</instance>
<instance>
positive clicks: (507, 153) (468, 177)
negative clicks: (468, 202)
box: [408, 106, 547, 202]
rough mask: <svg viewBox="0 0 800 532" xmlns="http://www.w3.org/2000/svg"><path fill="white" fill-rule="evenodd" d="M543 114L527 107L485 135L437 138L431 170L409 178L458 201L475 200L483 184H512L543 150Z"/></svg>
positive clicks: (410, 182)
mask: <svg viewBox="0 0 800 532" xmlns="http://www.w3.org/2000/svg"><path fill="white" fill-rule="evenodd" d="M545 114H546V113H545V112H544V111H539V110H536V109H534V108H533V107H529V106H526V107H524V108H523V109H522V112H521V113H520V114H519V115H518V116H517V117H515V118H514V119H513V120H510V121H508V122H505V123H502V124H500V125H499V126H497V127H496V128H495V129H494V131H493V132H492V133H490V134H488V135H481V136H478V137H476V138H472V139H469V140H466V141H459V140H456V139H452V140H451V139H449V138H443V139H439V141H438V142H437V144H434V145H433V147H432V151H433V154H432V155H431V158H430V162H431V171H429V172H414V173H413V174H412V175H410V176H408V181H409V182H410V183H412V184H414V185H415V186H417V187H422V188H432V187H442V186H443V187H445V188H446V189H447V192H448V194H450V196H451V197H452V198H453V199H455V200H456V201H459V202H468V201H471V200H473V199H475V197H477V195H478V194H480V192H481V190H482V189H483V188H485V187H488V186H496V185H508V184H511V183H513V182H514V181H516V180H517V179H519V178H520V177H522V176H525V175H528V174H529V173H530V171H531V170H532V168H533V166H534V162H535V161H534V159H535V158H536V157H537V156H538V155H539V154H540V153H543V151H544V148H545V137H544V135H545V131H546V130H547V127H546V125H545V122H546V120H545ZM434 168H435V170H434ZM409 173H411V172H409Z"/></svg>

════════════════════

- Task prompt:
Copy out the full listing above. Keep every word as it is.

- Result for this exercise:
</instance>
<instance>
positive clicks: (507, 153) (468, 177)
negative clicks: (468, 202)
box: [408, 106, 547, 202]
rough mask: <svg viewBox="0 0 800 532" xmlns="http://www.w3.org/2000/svg"><path fill="white" fill-rule="evenodd" d="M543 114L527 107L485 135L437 138L431 170L409 178L458 201L475 200L483 184H512L543 150Z"/></svg>
positive clicks: (410, 182)
mask: <svg viewBox="0 0 800 532" xmlns="http://www.w3.org/2000/svg"><path fill="white" fill-rule="evenodd" d="M545 114H546V113H545V112H544V111H539V110H536V109H534V108H533V107H529V106H526V107H524V108H523V109H522V112H521V113H520V114H519V115H518V116H517V117H515V118H514V119H513V120H510V121H508V122H505V123H502V124H500V125H499V126H497V127H496V128H495V129H494V131H493V132H492V133H490V134H488V135H481V136H478V137H476V138H472V139H469V140H466V141H459V140H456V139H452V140H451V139H449V138H443V139H439V141H438V142H437V144H434V145H433V147H432V151H433V154H432V155H431V158H430V162H431V171H429V172H414V173H413V174H412V175H410V176H408V181H409V182H410V183H412V184H414V185H415V186H417V187H422V188H432V187H442V186H443V187H445V188H446V189H447V192H448V194H450V196H451V197H452V198H453V199H455V200H456V201H459V202H468V201H471V200H473V199H475V197H477V195H478V194H480V192H481V190H482V189H483V188H485V187H488V186H496V185H508V184H511V183H513V182H514V181H516V180H517V179H519V178H520V177H522V176H525V175H528V174H529V173H530V171H531V170H532V168H533V166H534V162H535V161H534V159H535V158H536V157H537V156H538V155H539V154H540V153H543V151H544V148H545V137H544V135H545V131H546V130H547V127H546V125H545V122H546V120H545ZM434 168H435V170H434ZM409 173H411V172H409Z"/></svg>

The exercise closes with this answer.